* Complete the following
1. Print the stretch of the Yellow River article from "In particular, special" through "with the administration." word for word.
2. Carry the Yellow River article forward from its final sentence.

* Text under study
================

China's environment authority Tuesday introduced emergency measures to ensure water supplies to those living along the Yellow River.

The move comes as water shortages reach their worst in more than half-a-century and massive pollution seriously threatening the nation's `mother river.'

Under the emergency plan issued by the State Environmental Protection Administration, the discharge of waste into the Yellow River by cities along its shores between Longmen in Shaanxi Province, and Huayuankou in Henan Province, will be strictly governed.

When the water flow is less than 470 cubic metres per second at the Huayuankou section, local environmental authorities will issue warnings and adopt precautionary measures.

In particular, special attention will be paid to potentially polluting industries, such as those of medicine, smelting and paper making and also civil sewage treatment plants, to ensure no improperly treated waste is discharged directly into the river.

"Those found to have breached the regulations during times of emergencies, will either be closed down or have their production scale reduced,'' said Liu Guozheng, a leading publicity official with the administration.

Periods classified as "emergencies'' will come into effect when the water flow at a particular section is less than 250 cubic metres per second.

================

* Entries shown
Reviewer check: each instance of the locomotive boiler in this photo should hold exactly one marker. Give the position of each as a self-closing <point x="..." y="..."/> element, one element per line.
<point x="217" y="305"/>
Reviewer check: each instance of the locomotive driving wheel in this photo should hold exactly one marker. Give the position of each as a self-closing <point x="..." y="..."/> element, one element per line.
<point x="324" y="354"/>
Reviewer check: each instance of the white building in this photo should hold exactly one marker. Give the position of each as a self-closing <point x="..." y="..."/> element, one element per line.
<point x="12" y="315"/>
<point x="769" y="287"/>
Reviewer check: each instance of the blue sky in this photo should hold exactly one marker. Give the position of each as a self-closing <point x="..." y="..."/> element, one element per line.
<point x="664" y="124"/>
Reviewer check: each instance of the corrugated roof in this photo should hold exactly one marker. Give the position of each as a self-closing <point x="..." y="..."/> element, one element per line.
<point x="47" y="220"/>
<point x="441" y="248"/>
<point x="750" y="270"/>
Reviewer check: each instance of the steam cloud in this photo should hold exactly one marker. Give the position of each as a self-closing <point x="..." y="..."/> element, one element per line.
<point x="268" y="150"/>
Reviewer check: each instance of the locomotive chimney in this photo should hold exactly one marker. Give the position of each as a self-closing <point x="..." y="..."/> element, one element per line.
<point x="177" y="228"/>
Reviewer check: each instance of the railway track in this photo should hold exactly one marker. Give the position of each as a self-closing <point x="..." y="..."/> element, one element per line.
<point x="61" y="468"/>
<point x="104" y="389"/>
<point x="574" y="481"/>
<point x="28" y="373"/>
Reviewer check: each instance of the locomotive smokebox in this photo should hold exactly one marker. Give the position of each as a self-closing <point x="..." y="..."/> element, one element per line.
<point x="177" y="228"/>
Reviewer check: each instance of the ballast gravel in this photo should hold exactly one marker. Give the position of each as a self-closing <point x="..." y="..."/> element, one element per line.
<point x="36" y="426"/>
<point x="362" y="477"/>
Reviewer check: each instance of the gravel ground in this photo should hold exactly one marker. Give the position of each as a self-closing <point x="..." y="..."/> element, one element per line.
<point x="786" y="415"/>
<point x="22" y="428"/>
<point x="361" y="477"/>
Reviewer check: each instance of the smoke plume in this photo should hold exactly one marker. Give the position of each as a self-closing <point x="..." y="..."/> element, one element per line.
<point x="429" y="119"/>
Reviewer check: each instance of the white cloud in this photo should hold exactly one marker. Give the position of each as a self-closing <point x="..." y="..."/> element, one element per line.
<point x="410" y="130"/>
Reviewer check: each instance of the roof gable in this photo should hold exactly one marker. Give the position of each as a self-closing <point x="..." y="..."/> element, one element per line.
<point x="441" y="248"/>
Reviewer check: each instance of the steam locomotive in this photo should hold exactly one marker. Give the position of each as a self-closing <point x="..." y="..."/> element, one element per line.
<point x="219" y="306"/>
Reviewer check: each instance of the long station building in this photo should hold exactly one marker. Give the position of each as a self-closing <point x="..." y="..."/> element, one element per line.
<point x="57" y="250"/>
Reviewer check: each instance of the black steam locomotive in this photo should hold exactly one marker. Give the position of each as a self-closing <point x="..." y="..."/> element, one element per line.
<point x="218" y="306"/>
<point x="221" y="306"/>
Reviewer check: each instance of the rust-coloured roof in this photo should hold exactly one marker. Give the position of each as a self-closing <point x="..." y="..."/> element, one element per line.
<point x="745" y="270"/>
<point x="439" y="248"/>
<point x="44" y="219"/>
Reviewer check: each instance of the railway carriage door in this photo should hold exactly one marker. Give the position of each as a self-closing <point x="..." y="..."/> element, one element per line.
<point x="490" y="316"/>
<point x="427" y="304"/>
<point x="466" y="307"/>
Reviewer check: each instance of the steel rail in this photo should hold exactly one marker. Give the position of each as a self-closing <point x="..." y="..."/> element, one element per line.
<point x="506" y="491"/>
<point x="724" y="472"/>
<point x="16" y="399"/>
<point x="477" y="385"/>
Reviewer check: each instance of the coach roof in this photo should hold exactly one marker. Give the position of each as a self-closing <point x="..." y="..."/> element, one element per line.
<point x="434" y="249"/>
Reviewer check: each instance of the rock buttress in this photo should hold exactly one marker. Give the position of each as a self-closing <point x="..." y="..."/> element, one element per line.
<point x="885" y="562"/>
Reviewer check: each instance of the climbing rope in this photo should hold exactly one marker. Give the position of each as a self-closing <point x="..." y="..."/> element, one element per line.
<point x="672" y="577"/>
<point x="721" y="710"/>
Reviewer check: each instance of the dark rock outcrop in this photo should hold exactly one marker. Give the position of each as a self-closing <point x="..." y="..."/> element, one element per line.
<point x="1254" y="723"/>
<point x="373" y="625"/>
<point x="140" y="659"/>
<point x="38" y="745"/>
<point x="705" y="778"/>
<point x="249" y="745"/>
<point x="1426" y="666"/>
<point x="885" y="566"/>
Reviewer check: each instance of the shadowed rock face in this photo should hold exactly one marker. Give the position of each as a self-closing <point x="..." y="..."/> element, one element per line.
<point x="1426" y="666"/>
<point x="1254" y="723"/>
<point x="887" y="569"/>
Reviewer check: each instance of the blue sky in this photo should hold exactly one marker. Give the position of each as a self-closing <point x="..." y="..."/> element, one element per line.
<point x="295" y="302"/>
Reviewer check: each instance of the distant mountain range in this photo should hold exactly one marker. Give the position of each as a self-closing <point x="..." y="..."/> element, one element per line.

================

* Responses for each task
1.
In particular, special attention will be paid to potentially polluting industries, such as those of medicine, smelting and paper making and also civil sewage treatment plants, to ensure no improperly treated waste is discharged directly into the river.

"Those found to have breached the regulations during times of emergencies, will either be closed down or have their production scale reduced,'' said Liu Guozheng, a leading publicity official with the administration.

2.
Liu said the waste control measures were necessary because this year's reduced water levels in the Yellow River, combined with a lack of effective pollution curbs are likely to endanger the quality of drinking water supplies for those in the middle and lower reaches of the river.

While the ineffectively checked pollution of the Yellow River has much to do with the steadily growing economy along its banks, resulting in increased industrial and civil waste, Liu admitted it also had something to do with slack supervision.

For example, a national campaign several years ago succeeded in improving the water quality of the river. It reduced the number of small mines, paper and smelting plants in its upper reaches, whose backward technology and shabby production methods made them major polluters. But despite the clampdown a number of the polluters are back in business.

Therefore, said Liu, it is essential to improve supervision, especially in those designated "key pollution control areas,'' which include five river valleys and 12 medium to large cities.